→ WHAT TO WORK ON: Filter out every line below that lacks "pitch", and copy the rest.

→ MATERIAL SHOWN:
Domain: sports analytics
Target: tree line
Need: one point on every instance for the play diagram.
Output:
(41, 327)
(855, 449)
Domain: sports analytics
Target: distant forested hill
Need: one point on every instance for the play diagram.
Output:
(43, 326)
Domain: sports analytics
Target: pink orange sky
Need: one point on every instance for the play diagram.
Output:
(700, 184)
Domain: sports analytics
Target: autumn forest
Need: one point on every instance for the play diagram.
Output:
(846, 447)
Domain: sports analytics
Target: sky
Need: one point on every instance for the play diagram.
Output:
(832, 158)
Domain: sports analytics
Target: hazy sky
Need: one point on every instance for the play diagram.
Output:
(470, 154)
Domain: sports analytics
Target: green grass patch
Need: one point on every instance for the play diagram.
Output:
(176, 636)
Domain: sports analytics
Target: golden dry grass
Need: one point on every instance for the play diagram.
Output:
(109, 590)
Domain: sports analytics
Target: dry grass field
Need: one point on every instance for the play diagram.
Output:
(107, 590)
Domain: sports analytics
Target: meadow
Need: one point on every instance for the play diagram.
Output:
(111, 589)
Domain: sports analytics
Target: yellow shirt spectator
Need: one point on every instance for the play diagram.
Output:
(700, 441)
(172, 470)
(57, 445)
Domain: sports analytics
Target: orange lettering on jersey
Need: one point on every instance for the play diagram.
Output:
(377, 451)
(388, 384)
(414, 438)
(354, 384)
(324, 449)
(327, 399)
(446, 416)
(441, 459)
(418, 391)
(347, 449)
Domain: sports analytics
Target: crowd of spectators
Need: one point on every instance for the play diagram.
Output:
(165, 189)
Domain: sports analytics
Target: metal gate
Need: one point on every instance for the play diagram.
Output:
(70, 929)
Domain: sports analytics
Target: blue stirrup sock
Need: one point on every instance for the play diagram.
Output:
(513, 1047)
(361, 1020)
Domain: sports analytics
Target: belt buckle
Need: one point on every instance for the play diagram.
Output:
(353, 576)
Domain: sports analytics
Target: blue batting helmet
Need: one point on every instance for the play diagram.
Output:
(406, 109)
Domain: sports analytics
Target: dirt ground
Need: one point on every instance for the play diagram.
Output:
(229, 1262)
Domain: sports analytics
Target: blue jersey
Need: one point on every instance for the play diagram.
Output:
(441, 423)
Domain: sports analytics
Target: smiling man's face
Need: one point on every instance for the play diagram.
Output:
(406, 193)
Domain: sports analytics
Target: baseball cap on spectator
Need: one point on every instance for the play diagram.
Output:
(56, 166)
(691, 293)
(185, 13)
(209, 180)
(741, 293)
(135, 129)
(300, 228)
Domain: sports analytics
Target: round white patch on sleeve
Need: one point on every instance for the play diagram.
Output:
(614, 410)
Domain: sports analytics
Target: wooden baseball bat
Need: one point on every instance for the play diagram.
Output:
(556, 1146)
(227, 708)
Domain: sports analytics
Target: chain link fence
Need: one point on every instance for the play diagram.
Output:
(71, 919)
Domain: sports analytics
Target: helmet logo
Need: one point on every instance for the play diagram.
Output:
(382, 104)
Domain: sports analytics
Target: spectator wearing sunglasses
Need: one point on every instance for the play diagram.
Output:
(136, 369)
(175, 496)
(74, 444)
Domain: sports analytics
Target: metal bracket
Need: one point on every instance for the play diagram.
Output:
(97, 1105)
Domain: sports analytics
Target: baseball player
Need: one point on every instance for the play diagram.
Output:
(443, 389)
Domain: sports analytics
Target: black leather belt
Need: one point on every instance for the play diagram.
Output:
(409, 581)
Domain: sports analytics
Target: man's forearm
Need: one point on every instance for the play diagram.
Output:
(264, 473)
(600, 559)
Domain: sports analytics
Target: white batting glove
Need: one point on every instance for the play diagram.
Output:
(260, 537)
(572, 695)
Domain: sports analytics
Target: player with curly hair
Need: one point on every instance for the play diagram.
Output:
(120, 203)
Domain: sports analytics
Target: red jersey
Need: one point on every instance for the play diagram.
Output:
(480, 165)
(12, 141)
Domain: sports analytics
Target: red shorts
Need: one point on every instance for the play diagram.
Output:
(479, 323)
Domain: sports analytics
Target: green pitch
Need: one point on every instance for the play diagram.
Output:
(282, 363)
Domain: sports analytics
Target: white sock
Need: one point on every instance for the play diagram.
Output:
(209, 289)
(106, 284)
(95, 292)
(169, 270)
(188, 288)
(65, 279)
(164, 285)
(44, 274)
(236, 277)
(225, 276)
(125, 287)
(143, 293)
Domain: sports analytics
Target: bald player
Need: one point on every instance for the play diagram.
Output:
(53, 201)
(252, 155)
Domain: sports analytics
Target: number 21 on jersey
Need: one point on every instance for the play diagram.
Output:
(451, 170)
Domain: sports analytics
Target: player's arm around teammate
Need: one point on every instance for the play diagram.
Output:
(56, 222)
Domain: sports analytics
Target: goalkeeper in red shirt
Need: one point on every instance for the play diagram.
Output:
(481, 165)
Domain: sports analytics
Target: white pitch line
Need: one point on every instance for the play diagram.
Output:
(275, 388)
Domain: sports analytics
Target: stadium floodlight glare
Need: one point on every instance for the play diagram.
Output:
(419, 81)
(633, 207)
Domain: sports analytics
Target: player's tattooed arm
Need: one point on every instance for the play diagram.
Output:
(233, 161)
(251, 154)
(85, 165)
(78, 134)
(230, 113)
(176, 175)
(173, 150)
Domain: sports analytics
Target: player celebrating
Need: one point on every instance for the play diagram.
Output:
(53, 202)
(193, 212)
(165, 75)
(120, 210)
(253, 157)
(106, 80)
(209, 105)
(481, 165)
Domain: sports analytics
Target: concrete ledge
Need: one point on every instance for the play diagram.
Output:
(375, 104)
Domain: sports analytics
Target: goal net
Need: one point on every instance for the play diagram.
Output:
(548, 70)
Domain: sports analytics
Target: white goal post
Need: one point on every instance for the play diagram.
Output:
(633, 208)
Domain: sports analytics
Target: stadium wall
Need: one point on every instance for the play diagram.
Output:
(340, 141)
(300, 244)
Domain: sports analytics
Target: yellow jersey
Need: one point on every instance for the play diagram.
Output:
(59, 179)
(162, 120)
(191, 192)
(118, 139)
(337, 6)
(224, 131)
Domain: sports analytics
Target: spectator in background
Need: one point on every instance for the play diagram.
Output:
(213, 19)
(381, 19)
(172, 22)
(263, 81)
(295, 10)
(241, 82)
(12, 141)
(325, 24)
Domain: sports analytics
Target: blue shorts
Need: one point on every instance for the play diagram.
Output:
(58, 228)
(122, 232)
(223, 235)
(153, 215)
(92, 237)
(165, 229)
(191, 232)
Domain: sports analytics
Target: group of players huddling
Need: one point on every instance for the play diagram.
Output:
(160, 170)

→ EXERCISE SOLUTION:
Target: green pitch
Target: white pitch line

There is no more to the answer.